Keeping every line intact, repeat the data word for word.

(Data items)
───

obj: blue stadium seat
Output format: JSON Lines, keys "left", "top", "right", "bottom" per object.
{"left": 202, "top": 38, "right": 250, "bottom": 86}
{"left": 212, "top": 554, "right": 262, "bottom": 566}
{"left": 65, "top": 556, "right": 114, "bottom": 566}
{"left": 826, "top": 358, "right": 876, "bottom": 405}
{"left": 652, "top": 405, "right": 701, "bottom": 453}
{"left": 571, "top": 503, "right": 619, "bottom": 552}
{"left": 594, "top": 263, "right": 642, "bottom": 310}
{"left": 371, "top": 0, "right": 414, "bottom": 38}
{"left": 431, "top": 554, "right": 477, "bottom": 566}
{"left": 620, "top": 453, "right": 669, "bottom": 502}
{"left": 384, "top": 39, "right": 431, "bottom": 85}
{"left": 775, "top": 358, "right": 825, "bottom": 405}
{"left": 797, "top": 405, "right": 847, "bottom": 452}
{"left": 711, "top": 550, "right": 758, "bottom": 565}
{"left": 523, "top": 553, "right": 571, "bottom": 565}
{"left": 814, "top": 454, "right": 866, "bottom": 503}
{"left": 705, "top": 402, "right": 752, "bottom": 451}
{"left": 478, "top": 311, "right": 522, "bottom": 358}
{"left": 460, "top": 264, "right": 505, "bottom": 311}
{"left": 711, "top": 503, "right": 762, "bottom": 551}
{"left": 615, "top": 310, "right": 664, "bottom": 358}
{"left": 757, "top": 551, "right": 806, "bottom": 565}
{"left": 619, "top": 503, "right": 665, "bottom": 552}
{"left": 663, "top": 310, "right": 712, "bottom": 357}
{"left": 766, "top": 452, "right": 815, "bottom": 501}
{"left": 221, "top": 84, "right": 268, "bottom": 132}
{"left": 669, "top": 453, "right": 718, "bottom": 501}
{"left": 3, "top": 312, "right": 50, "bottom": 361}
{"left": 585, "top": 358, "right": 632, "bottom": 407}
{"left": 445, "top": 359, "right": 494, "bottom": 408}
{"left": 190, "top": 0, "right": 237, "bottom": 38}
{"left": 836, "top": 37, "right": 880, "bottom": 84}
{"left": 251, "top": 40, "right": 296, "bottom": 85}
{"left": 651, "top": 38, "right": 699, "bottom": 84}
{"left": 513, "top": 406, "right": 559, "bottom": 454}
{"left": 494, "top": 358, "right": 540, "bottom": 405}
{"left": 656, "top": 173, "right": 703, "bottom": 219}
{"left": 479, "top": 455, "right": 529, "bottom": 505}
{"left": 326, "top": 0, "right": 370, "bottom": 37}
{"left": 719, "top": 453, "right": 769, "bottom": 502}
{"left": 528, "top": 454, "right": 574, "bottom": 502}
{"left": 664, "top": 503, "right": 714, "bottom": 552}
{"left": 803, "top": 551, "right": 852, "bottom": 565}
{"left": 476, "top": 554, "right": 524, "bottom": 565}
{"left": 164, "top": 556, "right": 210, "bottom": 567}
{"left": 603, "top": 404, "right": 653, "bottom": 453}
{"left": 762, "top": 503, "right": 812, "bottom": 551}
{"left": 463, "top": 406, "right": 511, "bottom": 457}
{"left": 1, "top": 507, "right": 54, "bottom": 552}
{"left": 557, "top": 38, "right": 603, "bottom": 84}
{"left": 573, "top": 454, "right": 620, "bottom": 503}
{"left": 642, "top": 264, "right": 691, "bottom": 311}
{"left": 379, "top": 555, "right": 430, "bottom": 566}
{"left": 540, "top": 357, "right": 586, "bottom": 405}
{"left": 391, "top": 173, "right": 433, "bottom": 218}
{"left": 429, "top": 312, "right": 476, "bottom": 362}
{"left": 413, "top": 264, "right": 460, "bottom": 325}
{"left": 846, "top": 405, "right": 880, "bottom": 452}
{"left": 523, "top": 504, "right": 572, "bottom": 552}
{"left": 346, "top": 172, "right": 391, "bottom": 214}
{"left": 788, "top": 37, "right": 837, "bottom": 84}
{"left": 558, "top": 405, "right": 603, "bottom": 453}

───

▸ Exercise response:
obj: blue stadium seat
Output format: JSON Lines, keys "left", "top", "right", "bottom" per object.
{"left": 202, "top": 38, "right": 250, "bottom": 86}
{"left": 212, "top": 554, "right": 262, "bottom": 566}
{"left": 65, "top": 556, "right": 114, "bottom": 566}
{"left": 826, "top": 358, "right": 876, "bottom": 405}
{"left": 652, "top": 405, "right": 701, "bottom": 453}
{"left": 571, "top": 503, "right": 619, "bottom": 552}
{"left": 594, "top": 263, "right": 642, "bottom": 310}
{"left": 371, "top": 0, "right": 414, "bottom": 38}
{"left": 431, "top": 554, "right": 477, "bottom": 566}
{"left": 620, "top": 453, "right": 669, "bottom": 502}
{"left": 384, "top": 39, "right": 431, "bottom": 85}
{"left": 775, "top": 358, "right": 825, "bottom": 405}
{"left": 797, "top": 405, "right": 847, "bottom": 452}
{"left": 711, "top": 550, "right": 758, "bottom": 565}
{"left": 523, "top": 553, "right": 571, "bottom": 565}
{"left": 814, "top": 454, "right": 866, "bottom": 503}
{"left": 705, "top": 402, "right": 752, "bottom": 451}
{"left": 478, "top": 311, "right": 522, "bottom": 358}
{"left": 460, "top": 264, "right": 505, "bottom": 311}
{"left": 711, "top": 503, "right": 762, "bottom": 551}
{"left": 615, "top": 310, "right": 664, "bottom": 358}
{"left": 757, "top": 551, "right": 806, "bottom": 565}
{"left": 619, "top": 503, "right": 665, "bottom": 552}
{"left": 663, "top": 310, "right": 712, "bottom": 357}
{"left": 766, "top": 452, "right": 815, "bottom": 501}
{"left": 221, "top": 84, "right": 268, "bottom": 132}
{"left": 669, "top": 453, "right": 718, "bottom": 501}
{"left": 3, "top": 312, "right": 50, "bottom": 361}
{"left": 585, "top": 358, "right": 632, "bottom": 407}
{"left": 445, "top": 359, "right": 494, "bottom": 408}
{"left": 190, "top": 0, "right": 237, "bottom": 38}
{"left": 836, "top": 37, "right": 880, "bottom": 84}
{"left": 251, "top": 40, "right": 296, "bottom": 85}
{"left": 651, "top": 38, "right": 699, "bottom": 84}
{"left": 513, "top": 406, "right": 559, "bottom": 454}
{"left": 494, "top": 358, "right": 540, "bottom": 405}
{"left": 656, "top": 173, "right": 703, "bottom": 219}
{"left": 479, "top": 455, "right": 529, "bottom": 505}
{"left": 326, "top": 0, "right": 370, "bottom": 37}
{"left": 719, "top": 453, "right": 769, "bottom": 502}
{"left": 528, "top": 454, "right": 574, "bottom": 502}
{"left": 664, "top": 503, "right": 714, "bottom": 552}
{"left": 803, "top": 551, "right": 852, "bottom": 565}
{"left": 476, "top": 554, "right": 524, "bottom": 565}
{"left": 164, "top": 556, "right": 210, "bottom": 567}
{"left": 603, "top": 404, "right": 653, "bottom": 453}
{"left": 762, "top": 503, "right": 812, "bottom": 551}
{"left": 463, "top": 406, "right": 511, "bottom": 457}
{"left": 1, "top": 507, "right": 54, "bottom": 552}
{"left": 557, "top": 38, "right": 603, "bottom": 84}
{"left": 573, "top": 454, "right": 620, "bottom": 503}
{"left": 642, "top": 264, "right": 691, "bottom": 311}
{"left": 379, "top": 555, "right": 430, "bottom": 566}
{"left": 540, "top": 357, "right": 586, "bottom": 405}
{"left": 391, "top": 173, "right": 433, "bottom": 218}
{"left": 429, "top": 312, "right": 476, "bottom": 362}
{"left": 413, "top": 264, "right": 460, "bottom": 325}
{"left": 846, "top": 405, "right": 880, "bottom": 452}
{"left": 523, "top": 504, "right": 572, "bottom": 552}
{"left": 346, "top": 172, "right": 391, "bottom": 214}
{"left": 788, "top": 37, "right": 837, "bottom": 84}
{"left": 558, "top": 405, "right": 603, "bottom": 453}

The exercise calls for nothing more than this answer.